Dataset entries about object locations:
>> START

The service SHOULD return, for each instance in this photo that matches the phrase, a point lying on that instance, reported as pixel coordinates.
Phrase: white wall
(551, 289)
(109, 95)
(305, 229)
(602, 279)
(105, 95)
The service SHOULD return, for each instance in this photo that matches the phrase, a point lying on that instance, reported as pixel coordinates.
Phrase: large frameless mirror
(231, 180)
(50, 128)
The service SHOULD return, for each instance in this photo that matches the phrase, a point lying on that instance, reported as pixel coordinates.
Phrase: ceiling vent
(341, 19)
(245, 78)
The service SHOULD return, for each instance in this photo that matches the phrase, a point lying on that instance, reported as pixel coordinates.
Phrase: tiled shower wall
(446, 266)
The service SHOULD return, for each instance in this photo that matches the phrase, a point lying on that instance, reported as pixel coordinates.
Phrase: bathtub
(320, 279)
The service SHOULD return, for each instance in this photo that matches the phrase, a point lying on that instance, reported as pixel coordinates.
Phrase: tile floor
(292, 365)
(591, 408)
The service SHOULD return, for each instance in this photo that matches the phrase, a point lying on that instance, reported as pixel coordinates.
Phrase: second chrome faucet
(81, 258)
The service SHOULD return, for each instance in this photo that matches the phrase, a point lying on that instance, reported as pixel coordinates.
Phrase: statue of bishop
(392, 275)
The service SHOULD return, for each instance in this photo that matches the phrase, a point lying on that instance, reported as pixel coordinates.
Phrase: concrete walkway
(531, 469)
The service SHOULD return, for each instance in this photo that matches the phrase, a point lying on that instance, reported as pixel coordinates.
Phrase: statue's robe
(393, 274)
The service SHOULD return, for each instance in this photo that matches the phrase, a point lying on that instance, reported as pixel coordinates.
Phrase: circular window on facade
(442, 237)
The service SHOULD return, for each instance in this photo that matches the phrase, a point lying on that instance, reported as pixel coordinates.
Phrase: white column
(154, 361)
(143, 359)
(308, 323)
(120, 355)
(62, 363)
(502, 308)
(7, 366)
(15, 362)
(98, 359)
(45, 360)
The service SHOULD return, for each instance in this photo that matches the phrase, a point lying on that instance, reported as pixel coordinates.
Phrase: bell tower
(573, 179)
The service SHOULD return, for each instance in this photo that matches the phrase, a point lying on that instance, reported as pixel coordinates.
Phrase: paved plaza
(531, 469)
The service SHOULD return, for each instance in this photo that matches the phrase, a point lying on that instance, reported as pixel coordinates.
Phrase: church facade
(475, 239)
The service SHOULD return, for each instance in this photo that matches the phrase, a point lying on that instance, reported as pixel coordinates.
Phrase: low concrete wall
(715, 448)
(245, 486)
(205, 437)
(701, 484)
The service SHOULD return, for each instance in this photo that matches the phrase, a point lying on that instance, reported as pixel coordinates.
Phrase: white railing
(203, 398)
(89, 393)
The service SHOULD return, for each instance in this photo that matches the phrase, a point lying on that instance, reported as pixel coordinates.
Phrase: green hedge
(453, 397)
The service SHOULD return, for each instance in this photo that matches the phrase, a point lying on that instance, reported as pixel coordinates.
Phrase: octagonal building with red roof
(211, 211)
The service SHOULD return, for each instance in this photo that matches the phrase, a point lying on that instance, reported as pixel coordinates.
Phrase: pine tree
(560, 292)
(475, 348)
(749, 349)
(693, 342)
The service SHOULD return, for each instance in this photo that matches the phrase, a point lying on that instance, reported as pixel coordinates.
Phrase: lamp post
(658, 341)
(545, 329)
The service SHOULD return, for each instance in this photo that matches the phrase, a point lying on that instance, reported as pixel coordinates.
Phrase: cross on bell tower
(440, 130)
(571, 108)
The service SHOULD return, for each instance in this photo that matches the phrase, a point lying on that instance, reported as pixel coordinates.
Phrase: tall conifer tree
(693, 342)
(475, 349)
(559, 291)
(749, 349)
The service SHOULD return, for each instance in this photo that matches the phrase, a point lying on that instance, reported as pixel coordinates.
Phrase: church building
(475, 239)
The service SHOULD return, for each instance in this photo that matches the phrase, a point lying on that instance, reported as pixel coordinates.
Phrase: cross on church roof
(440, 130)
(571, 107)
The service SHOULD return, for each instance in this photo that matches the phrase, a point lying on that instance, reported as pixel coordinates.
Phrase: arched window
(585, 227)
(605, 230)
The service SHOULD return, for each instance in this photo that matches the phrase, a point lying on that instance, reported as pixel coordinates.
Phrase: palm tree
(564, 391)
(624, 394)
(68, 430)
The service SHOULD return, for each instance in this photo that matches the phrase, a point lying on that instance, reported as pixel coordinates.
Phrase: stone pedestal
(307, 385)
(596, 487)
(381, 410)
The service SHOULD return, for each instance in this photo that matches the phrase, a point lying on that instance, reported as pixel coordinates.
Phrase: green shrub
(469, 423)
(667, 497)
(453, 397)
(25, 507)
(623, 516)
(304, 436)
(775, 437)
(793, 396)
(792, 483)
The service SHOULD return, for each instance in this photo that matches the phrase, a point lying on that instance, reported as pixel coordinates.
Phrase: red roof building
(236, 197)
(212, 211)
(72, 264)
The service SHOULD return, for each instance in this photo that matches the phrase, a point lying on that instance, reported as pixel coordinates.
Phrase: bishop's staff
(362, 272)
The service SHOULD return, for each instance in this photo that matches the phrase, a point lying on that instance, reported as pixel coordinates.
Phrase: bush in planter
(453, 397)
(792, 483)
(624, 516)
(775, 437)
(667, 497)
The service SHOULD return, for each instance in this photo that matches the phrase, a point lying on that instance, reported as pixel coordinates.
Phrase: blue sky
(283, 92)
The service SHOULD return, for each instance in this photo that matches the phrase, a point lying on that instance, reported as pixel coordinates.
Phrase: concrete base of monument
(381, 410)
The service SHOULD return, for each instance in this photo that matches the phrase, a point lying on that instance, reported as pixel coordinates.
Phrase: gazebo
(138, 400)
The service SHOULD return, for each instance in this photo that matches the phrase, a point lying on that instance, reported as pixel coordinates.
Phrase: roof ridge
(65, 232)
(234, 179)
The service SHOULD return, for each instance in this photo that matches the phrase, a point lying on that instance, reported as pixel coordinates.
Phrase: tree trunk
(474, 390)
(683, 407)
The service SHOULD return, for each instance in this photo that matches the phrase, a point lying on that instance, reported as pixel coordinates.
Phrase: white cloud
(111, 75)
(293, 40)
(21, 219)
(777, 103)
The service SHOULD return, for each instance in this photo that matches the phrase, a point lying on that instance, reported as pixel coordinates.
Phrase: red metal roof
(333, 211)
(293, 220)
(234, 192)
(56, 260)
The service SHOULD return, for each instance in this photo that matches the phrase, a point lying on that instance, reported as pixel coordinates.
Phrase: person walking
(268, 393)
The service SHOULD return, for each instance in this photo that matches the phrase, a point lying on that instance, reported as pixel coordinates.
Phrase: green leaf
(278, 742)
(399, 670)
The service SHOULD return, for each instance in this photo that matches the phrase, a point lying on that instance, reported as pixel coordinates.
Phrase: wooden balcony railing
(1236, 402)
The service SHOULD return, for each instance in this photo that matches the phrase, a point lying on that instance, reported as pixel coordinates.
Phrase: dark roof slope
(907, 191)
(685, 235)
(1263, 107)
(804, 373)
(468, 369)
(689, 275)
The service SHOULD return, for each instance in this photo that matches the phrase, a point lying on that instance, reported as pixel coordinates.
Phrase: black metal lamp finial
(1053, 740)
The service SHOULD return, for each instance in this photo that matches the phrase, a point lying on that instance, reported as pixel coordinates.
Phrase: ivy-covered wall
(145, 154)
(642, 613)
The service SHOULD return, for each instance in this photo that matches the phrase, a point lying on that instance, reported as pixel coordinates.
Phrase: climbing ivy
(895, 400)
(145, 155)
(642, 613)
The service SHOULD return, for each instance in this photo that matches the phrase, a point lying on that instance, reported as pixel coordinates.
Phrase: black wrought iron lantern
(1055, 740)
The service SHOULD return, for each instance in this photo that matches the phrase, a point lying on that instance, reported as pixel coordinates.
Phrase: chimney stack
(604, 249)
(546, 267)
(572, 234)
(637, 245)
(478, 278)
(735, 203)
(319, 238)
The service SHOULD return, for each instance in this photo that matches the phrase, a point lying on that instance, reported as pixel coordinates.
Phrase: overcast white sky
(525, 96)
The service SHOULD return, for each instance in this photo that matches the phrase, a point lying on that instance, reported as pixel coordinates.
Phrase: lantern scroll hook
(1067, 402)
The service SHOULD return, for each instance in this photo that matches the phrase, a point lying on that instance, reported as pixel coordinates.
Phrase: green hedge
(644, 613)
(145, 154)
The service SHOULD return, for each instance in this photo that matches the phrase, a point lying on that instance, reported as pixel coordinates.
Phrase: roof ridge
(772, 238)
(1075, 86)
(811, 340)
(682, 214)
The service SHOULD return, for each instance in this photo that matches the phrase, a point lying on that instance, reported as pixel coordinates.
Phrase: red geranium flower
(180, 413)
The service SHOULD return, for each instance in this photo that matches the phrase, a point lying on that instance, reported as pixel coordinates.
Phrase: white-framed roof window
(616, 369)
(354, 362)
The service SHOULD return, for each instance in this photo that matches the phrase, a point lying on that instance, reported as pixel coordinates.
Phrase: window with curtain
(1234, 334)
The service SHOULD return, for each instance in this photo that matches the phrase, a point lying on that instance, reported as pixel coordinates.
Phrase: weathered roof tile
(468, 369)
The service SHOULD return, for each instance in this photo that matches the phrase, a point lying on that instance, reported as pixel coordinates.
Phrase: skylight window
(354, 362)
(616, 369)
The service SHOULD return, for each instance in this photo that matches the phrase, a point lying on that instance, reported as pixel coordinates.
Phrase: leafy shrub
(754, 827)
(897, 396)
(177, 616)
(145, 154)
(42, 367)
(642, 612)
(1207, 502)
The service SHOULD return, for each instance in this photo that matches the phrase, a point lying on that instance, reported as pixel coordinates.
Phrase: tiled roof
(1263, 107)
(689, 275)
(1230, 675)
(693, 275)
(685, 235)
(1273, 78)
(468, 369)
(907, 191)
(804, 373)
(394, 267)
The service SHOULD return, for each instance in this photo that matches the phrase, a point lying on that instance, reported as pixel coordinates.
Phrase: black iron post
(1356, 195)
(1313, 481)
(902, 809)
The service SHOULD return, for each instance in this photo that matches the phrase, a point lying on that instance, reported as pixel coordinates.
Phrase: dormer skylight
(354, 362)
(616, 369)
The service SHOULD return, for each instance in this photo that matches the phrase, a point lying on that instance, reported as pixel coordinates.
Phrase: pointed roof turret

>> END

PROBLEM DESCRIPTION:
Pull out every line in the entries above that contains the word "concrete". Copy each of those lines without changing it.

THE OUTPUT:
Phrase: concrete walkway
Phrase: low concrete wall
Phrase: concrete base of monument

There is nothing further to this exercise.